**EXERCISES TO COMPLETE**.
a - In the passage on vertical scaling of graphs, what is the change from y = f(x) to y = kf(x) with k greater than 1 called?
b - Print the section of the passage on vertical scaling of graphs that opens with the words containing "Points on the graph of $\,y=f(x)\,$" and closes with "the graph flatter.".
c - Carry on the passage on vertical scaling of graphs from the point where it stops.

**EXCERPTED PASSAGE**.
Points on the graph of $\,y=f(x)\,$ are of the form $\,\bigl(x,f(x)\bigr)\,.$
Points on the graph of $\,y=\frac13f(x)\,$ are of the form $\,\bigl(x,\frac13f(x)\bigr)\,.$
Thus, the graph of $\,y=\frac13f(x)\,$ is found by taking the graph of $\,y=f(x)\,,$ and multiplying the $y$values by $\,\frac13\,.$ This moves the points closer to the $x$axis, which tends to make the graph flatter.
 Transformations involving $\,y\,$ work the way you would expect them to work—they are intuitive.

Here is the thought process you should use when you are given the graph of $\,y=f(x)\,$ and asked about the graph of $\,y=3f(x)\,$:
Interpretation of new equation:
$$ \begin{gather} \overset{\text{the new yvalues}}{\overbrace{ \strut\ \ y\ \ }} \overset{\text{are}}{\overbrace{ \strut\ \ =\ \ }} \overset{\text{three times}\ \ }{\overbrace{ \strut \ \ 3\ \ }} \overset{\text{the previous yvalues}}{\overbrace{ \strut\ \ f(x)\ \ }} \end{gather} $$Summary of Vertical Scaling
Let $\,k \gt 1\,.$ Start with the equation $\,y=f(x)\,.$ Multiply the previous $y$values by $\,k\,,$ giving the new equation $\,y=kf(x)\,.$ The $y$values are being multiplied by a number greater than $\,1\,,$ so they move farther from the $x$axis. This tends to make the graph steeper, and is called a vertical stretch.

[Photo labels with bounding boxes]
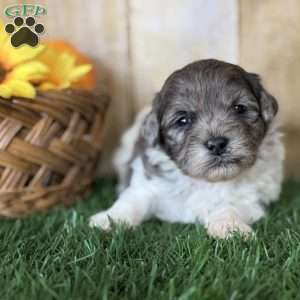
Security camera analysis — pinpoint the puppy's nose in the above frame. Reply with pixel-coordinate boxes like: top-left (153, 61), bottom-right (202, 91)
top-left (205, 136), bottom-right (229, 155)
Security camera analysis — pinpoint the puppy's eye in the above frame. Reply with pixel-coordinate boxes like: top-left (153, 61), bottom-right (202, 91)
top-left (175, 112), bottom-right (192, 127)
top-left (233, 104), bottom-right (248, 115)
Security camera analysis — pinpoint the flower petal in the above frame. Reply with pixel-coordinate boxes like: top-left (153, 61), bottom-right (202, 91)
top-left (8, 61), bottom-right (49, 81)
top-left (0, 84), bottom-right (11, 98)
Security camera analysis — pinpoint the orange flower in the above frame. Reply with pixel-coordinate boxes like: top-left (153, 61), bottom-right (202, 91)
top-left (0, 20), bottom-right (48, 98)
top-left (38, 40), bottom-right (96, 90)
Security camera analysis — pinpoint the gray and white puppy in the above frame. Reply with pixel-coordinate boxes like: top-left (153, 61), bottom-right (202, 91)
top-left (90, 59), bottom-right (284, 238)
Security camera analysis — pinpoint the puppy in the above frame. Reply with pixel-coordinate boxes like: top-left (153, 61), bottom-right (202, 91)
top-left (90, 59), bottom-right (284, 238)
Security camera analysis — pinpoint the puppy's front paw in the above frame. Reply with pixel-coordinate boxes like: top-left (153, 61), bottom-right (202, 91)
top-left (207, 218), bottom-right (252, 239)
top-left (89, 212), bottom-right (111, 231)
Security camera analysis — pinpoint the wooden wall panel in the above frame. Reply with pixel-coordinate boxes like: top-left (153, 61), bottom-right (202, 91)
top-left (240, 0), bottom-right (300, 175)
top-left (129, 0), bottom-right (238, 110)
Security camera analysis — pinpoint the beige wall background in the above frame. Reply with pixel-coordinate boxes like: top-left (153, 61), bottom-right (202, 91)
top-left (0, 0), bottom-right (300, 175)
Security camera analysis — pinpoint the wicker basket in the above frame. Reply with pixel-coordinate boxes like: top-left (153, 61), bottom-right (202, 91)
top-left (0, 89), bottom-right (108, 217)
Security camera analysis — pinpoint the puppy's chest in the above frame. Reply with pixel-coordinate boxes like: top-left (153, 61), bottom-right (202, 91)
top-left (154, 169), bottom-right (231, 223)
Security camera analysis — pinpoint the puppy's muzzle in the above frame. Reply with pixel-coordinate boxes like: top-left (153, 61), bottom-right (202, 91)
top-left (204, 136), bottom-right (229, 156)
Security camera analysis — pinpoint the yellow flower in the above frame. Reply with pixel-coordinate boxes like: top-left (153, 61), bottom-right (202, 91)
top-left (0, 20), bottom-right (48, 98)
top-left (38, 41), bottom-right (93, 90)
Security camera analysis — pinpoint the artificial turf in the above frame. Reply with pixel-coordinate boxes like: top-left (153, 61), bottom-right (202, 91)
top-left (0, 180), bottom-right (300, 300)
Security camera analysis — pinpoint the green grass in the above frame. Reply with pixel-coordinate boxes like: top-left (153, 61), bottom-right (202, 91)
top-left (0, 180), bottom-right (300, 300)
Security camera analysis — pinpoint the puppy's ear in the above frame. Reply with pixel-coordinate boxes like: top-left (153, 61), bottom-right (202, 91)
top-left (247, 73), bottom-right (278, 124)
top-left (140, 95), bottom-right (159, 147)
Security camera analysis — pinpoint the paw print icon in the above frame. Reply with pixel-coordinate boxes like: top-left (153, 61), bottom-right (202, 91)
top-left (5, 17), bottom-right (45, 47)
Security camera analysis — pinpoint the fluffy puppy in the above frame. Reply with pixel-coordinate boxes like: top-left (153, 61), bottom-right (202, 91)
top-left (90, 59), bottom-right (284, 238)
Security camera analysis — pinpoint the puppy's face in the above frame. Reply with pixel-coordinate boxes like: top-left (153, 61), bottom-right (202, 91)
top-left (142, 60), bottom-right (277, 181)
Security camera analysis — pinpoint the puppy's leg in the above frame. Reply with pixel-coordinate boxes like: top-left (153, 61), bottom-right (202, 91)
top-left (206, 207), bottom-right (252, 239)
top-left (89, 187), bottom-right (154, 230)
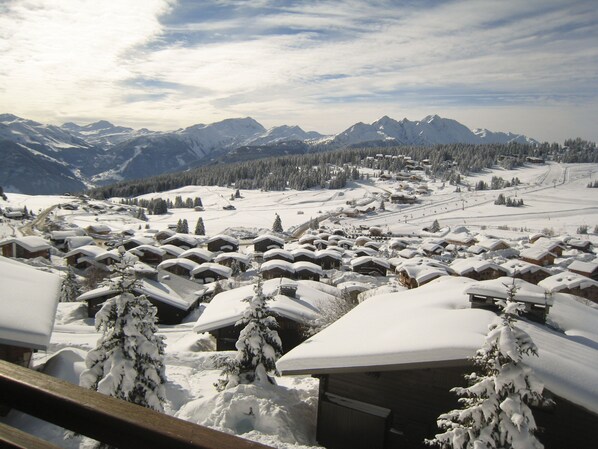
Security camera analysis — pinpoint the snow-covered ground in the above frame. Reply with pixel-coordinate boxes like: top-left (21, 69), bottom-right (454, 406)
top-left (0, 163), bottom-right (598, 448)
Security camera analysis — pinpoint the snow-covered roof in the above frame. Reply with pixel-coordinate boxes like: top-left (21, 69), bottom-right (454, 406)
top-left (0, 235), bottom-right (52, 253)
top-left (129, 245), bottom-right (168, 256)
top-left (162, 233), bottom-right (198, 246)
top-left (64, 235), bottom-right (96, 250)
top-left (465, 276), bottom-right (553, 306)
top-left (64, 245), bottom-right (106, 259)
top-left (477, 238), bottom-right (510, 251)
top-left (500, 259), bottom-right (550, 275)
top-left (293, 261), bottom-right (324, 275)
top-left (291, 248), bottom-right (316, 259)
top-left (193, 278), bottom-right (340, 333)
top-left (50, 228), bottom-right (85, 240)
top-left (77, 279), bottom-right (194, 310)
top-left (0, 256), bottom-right (61, 349)
top-left (351, 256), bottom-right (390, 268)
top-left (191, 262), bottom-right (233, 278)
top-left (277, 277), bottom-right (598, 413)
top-left (538, 271), bottom-right (598, 292)
top-left (179, 248), bottom-right (214, 261)
top-left (569, 260), bottom-right (598, 273)
top-left (264, 248), bottom-right (294, 260)
top-left (260, 259), bottom-right (295, 273)
top-left (123, 237), bottom-right (154, 246)
top-left (316, 249), bottom-right (342, 260)
top-left (87, 223), bottom-right (112, 232)
top-left (206, 234), bottom-right (239, 245)
top-left (450, 257), bottom-right (510, 276)
top-left (214, 253), bottom-right (250, 265)
top-left (519, 245), bottom-right (555, 260)
top-left (160, 244), bottom-right (185, 257)
top-left (253, 234), bottom-right (284, 246)
top-left (156, 257), bottom-right (199, 271)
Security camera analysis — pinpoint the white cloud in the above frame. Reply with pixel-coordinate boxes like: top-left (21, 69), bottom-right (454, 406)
top-left (0, 0), bottom-right (598, 139)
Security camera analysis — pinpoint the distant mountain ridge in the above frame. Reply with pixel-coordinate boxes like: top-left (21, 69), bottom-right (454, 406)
top-left (0, 114), bottom-right (538, 194)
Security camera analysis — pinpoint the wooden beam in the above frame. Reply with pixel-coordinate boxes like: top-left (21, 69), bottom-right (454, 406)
top-left (0, 422), bottom-right (59, 449)
top-left (0, 360), bottom-right (268, 449)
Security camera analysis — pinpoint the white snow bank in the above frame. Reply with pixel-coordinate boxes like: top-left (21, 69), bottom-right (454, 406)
top-left (0, 256), bottom-right (61, 349)
top-left (176, 384), bottom-right (317, 447)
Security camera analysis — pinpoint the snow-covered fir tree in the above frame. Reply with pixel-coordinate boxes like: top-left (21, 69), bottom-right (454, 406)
top-left (80, 247), bottom-right (166, 411)
top-left (426, 284), bottom-right (548, 449)
top-left (216, 278), bottom-right (282, 390)
top-left (60, 266), bottom-right (81, 302)
top-left (195, 217), bottom-right (206, 235)
top-left (176, 218), bottom-right (189, 234)
top-left (272, 214), bottom-right (284, 232)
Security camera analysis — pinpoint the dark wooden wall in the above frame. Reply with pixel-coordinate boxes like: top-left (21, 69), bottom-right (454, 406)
top-left (318, 366), bottom-right (598, 449)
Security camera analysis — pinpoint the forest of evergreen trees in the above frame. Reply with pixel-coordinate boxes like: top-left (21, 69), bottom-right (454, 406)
top-left (89, 139), bottom-right (598, 198)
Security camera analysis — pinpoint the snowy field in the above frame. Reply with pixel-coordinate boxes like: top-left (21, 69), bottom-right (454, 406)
top-left (0, 159), bottom-right (598, 448)
top-left (0, 163), bottom-right (598, 236)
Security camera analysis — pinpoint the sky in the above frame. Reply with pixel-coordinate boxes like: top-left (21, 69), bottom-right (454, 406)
top-left (0, 0), bottom-right (598, 143)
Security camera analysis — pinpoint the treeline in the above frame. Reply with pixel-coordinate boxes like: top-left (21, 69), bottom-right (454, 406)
top-left (89, 141), bottom-right (598, 198)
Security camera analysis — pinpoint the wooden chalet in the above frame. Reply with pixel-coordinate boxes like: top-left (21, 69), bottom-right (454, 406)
top-left (214, 253), bottom-right (251, 273)
top-left (353, 246), bottom-right (378, 257)
top-left (277, 277), bottom-right (598, 449)
top-left (130, 245), bottom-right (166, 267)
top-left (179, 248), bottom-right (214, 263)
top-left (501, 259), bottom-right (552, 285)
top-left (49, 228), bottom-right (85, 250)
top-left (291, 248), bottom-right (316, 263)
top-left (293, 261), bottom-right (324, 281)
top-left (390, 192), bottom-right (417, 204)
top-left (162, 234), bottom-right (199, 250)
top-left (519, 245), bottom-right (557, 267)
top-left (207, 234), bottom-right (239, 253)
top-left (156, 257), bottom-right (199, 279)
top-left (77, 279), bottom-right (199, 324)
top-left (538, 271), bottom-right (598, 303)
top-left (568, 260), bottom-right (598, 281)
top-left (159, 244), bottom-right (185, 260)
top-left (253, 234), bottom-right (284, 253)
top-left (122, 237), bottom-right (154, 251)
top-left (194, 278), bottom-right (334, 352)
top-left (263, 248), bottom-right (295, 262)
top-left (64, 245), bottom-right (106, 270)
top-left (191, 262), bottom-right (233, 284)
top-left (450, 258), bottom-right (511, 281)
top-left (351, 256), bottom-right (390, 276)
top-left (567, 239), bottom-right (594, 253)
top-left (532, 237), bottom-right (565, 257)
top-left (0, 256), bottom-right (62, 367)
top-left (465, 277), bottom-right (554, 323)
top-left (0, 235), bottom-right (52, 259)
top-left (85, 223), bottom-right (112, 236)
top-left (316, 249), bottom-right (342, 270)
top-left (260, 259), bottom-right (295, 279)
top-left (154, 229), bottom-right (176, 244)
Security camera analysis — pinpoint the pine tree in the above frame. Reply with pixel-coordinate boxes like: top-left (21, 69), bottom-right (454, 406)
top-left (195, 217), bottom-right (206, 235)
top-left (60, 266), bottom-right (81, 302)
top-left (426, 283), bottom-right (548, 449)
top-left (176, 218), bottom-right (189, 234)
top-left (80, 247), bottom-right (166, 411)
top-left (272, 214), bottom-right (284, 232)
top-left (216, 278), bottom-right (282, 390)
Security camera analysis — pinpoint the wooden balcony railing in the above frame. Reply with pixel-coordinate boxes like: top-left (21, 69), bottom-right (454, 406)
top-left (0, 360), bottom-right (268, 449)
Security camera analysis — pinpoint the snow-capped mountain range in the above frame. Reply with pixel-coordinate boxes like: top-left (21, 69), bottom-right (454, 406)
top-left (0, 114), bottom-right (538, 194)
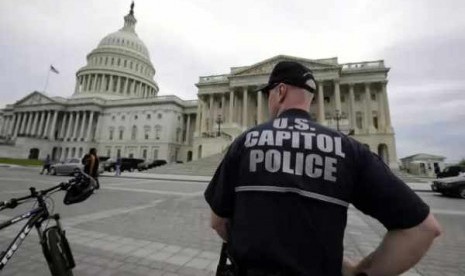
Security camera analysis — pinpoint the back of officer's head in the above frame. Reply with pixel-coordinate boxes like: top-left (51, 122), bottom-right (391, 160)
top-left (259, 61), bottom-right (316, 118)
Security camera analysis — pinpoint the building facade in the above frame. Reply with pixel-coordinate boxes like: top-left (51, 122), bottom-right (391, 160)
top-left (0, 4), bottom-right (397, 166)
top-left (193, 55), bottom-right (398, 167)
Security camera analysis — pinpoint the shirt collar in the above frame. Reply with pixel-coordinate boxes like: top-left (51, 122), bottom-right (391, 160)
top-left (278, 108), bottom-right (310, 118)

**SOLVED PROBLEMS**.
a - A vertical stretch.

b -
Points on the graph of $\,y=f(x)\,$ are of the form $\,\bigl(x,f(x)\bigr)\,.$
Points on the graph of $\,y=\frac13f(x)\,$ are of the form $\,\bigl(x,\frac13f(x)\bigr)\,.$
Thus, the graph of $\,y=\frac13f(x)\,$ is found by taking the graph of $\,y=f(x)\,,$ and multiplying the $y$values by $\,\frac13\,.$ This moves the points closer to the $x$axis, which tends to make the graph flatter.

c -
Let $\,0 \lt k \lt 1\,.$ Start with the equation $\,y=f(x)\,.$ Multiply the previous $y$values by $\,k\,,$ giving the new equation $\,y=kf(x)\,.$ The $y$values are being multiplied by a number between $\,0\,$ and $\,1\,,$ so they move closer to the $x$axis. This tends to make the graph flatter, and is called a vertical shrink.
In both cases, a point $\,(a,b)\,$ on the graph of $\,y=f(x)\,$ moves to a point $\,(a,kb)\,$ on the graph of $\,y=kf(x)\,.$
This transformation type is formally called vertical scaling (stretching/shrinking).
Ideas Regarding Horizontal Scaling (Stretching/Shrinking)

Points on the graph of $\,y=f(x)\,$ are of the form $\,\bigl(x,f(x)\bigr)\,.$
Points on the graph of $\,y=f(3x)\,$ are of the form $\,\bigl(x,f(3x)\bigr)\,.$

How can we locate these desired points $\,\bigl(x,f(3x)\bigr)\,$?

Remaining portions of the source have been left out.